• [Aim of the exercise] Set down each entry from the block beneath, exactly as written.

[Start]

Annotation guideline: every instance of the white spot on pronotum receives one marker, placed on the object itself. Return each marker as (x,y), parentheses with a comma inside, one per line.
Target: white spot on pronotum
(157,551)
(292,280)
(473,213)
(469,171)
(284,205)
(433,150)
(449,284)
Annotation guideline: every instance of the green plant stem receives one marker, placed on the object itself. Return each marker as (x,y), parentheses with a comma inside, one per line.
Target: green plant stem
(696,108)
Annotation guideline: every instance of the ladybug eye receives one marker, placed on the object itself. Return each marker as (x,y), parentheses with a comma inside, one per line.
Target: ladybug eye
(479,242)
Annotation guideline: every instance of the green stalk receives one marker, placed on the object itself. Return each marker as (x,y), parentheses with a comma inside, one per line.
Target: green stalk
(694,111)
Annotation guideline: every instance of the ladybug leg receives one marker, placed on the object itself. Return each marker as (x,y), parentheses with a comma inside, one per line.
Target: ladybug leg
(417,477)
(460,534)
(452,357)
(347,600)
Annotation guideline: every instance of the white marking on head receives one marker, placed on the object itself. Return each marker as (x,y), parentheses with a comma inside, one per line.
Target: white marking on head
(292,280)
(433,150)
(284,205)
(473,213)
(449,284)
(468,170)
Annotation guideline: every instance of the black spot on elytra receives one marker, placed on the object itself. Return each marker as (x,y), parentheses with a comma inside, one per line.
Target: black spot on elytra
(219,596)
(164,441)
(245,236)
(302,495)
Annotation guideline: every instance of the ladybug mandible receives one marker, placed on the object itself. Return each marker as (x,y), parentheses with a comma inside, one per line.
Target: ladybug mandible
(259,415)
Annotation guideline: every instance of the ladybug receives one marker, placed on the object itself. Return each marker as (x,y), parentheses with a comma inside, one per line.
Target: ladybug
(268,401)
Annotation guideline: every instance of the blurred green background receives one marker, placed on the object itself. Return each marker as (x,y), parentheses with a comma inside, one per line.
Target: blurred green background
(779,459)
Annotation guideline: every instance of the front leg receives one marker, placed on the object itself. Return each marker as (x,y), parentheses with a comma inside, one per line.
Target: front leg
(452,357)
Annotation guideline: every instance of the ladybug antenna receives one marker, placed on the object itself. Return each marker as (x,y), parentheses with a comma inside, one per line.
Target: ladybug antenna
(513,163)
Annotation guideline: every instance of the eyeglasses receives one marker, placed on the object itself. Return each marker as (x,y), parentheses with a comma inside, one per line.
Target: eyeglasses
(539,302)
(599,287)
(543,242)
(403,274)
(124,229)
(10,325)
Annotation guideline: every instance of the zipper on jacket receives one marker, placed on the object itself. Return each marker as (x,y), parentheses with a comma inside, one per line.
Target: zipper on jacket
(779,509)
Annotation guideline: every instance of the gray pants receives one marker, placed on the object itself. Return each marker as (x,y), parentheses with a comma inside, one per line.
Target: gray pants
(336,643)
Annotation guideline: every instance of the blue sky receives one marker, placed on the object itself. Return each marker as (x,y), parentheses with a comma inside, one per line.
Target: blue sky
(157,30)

[End]

• [Result]
Annotation guideline: every instance of the white spot on pronotum receives one marker, placed on the object itself. Return each marker as (x,y), parentheses with a comma inside, one per line.
Target: white spot on pronotum
(157,551)
(292,280)
(473,213)
(469,171)
(284,205)
(433,150)
(449,284)
Annotation guideline: every instance of the green plant stem receives one marker, placed on the object itself. Return each marker as (x,y), parentheses with a comma inside, one per line.
Target: green plant stem
(696,108)
Annotation guideline: every instance of the ladybug eye receives one marker, placed on the object itself. Return each marker as (x,y), parentheses with a comma inside, one per line.
Target: ladybug eye
(479,242)
Annotation guideline: every instance of the green stalk receives one marker, placed on the object itself. Return each marker as (x,y), parentheses with a comma inside, one per line.
Target: green stalk
(694,111)
Annotation guideline: every instance of the ladybug leg receives one marker, placed on the object itself. Return each marker as (x,y), parentheses with a comma inside, one per line.
Target: ladybug leg
(417,477)
(460,534)
(452,357)
(347,600)
Annotation guideline: every instance of the white marking on head receives one marker, placed on the object itself. Return each marker as (x,y), parentheses with a comma inside, one per line.
Target: white marking on head
(292,280)
(433,150)
(284,205)
(473,213)
(449,284)
(468,170)
Annotation guideline: every instance of the black spot on elytra receives one marker, placed on the object itself. Return each marker as (x,y), parentheses with a comma inside, one per line.
Target: black spot on elytra
(219,596)
(164,441)
(245,236)
(302,495)
Annotation guideline: every instance of the ladybug mandible receives one marker, placed on the object itself. Return each marker as (x,y), parentheses with a comma inside, one per line.
Target: ladybug mandible
(259,415)
Annotation guideline: every instance of the ladybug receives one marker, placed on the object itself. Return each marker as (x,y), parentheses with a comma inside, one per line.
Target: ladybug
(268,401)
Annotation guideline: every instance of the blurred green background receives one marker, placed on the object itself. Return each marker as (x,y), parentheses with a comma inside, one per line.
Target: blurred green background
(779,459)
Annotation guideline: every instance of the front leg receives one marker, placed on the object itself. Return each marker as (x,y), parentheses with a comma inside, one per line.
Target: front leg
(452,357)
Annotation guideline: every instance of the ladybug antenna receives one marker, placed on the object itself. Return each marker as (x,y), parentheses with a comma inside, one per line.
Target: ladybug antenna
(513,163)
Annotation guideline: every instance of the eyeglasses receives one marker, placed on the object itself. Return each marker as (x,y), parentheses with a comma inside, one per line.
Target: eyeglasses
(539,302)
(599,287)
(543,242)
(403,274)
(124,229)
(10,325)
Annotation guideline: every instance of the zipper on jacket receives one marker, placed on the object itself. Return each marker as (x,y), parentheses with a comma inside, one per line.
Target: zipper on jacket
(779,509)
Annotation guideline: every instance of the gray pants receives one marker, placed on the object itself. Return each marker as (x,y), parentheses with a comma inside, one per line.
Target: gray pants
(336,643)
Annotation guideline: every instance of the blue sky receives one marker, placed on the object itself. Return each marker as (x,y), parentheses with a comma inside, one per line.
Target: blue sky
(157,30)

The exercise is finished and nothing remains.